** Opening Record excerpts block **

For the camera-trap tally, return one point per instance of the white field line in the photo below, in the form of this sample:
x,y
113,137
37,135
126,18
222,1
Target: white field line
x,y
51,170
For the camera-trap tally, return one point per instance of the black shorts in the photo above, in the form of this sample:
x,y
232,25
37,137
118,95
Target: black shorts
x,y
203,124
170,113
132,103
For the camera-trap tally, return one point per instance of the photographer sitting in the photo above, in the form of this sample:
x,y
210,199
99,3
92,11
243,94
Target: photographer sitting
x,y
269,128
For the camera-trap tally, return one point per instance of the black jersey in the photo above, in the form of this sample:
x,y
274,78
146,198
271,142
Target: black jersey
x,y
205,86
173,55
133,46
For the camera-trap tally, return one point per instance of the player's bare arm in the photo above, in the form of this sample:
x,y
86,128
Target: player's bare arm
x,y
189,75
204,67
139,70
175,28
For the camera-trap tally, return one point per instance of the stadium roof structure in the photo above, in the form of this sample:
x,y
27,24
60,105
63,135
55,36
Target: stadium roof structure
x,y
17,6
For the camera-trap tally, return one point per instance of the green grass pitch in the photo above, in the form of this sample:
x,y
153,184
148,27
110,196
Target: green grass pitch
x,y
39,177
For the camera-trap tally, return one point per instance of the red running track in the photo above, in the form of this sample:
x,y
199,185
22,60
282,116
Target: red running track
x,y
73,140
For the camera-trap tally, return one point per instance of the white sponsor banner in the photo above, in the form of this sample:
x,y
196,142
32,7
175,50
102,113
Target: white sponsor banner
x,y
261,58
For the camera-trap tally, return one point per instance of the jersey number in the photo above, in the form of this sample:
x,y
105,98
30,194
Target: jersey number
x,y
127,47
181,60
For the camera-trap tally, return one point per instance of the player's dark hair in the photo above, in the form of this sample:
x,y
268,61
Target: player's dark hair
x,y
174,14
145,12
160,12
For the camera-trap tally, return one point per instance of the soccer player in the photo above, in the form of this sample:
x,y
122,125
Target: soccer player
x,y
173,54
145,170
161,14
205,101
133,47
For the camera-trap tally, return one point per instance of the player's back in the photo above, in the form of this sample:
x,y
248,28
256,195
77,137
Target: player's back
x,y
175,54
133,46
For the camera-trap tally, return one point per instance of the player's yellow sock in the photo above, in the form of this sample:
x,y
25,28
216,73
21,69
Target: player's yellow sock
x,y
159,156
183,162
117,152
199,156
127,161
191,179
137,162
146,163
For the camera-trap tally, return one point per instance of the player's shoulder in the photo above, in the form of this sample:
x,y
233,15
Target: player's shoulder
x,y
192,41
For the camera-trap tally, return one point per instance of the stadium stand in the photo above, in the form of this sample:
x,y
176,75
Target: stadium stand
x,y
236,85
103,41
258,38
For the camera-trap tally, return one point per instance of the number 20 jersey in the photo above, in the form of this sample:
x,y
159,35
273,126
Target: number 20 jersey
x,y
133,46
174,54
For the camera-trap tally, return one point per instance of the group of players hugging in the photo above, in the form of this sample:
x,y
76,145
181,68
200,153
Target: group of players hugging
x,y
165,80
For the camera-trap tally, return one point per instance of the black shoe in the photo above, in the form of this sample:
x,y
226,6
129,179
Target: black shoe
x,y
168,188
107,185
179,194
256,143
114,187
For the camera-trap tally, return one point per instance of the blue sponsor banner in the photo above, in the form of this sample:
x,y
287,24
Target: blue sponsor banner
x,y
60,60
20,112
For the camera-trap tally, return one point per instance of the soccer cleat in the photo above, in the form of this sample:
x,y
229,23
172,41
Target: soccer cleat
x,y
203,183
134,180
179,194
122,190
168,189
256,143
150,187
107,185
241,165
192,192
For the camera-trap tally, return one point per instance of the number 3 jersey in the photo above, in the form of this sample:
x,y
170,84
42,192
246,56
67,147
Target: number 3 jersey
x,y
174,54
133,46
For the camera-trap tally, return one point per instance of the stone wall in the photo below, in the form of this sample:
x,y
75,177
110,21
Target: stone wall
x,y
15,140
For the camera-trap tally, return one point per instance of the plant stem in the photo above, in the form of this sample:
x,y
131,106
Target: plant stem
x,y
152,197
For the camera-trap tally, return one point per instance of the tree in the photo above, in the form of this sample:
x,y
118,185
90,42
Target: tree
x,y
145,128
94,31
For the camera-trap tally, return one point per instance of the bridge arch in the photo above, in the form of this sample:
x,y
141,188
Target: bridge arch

** Closing Record excerpts block **

Exercise description:
Return only those lines of the records that contain the string "below".

Answer area:
For the camera-trap tally, return one point per instance of the white field line in the photo below, in the form of this sample:
For the camera-trap tally, return one point per instance of the stone wall in the photo below, in the form of this sample:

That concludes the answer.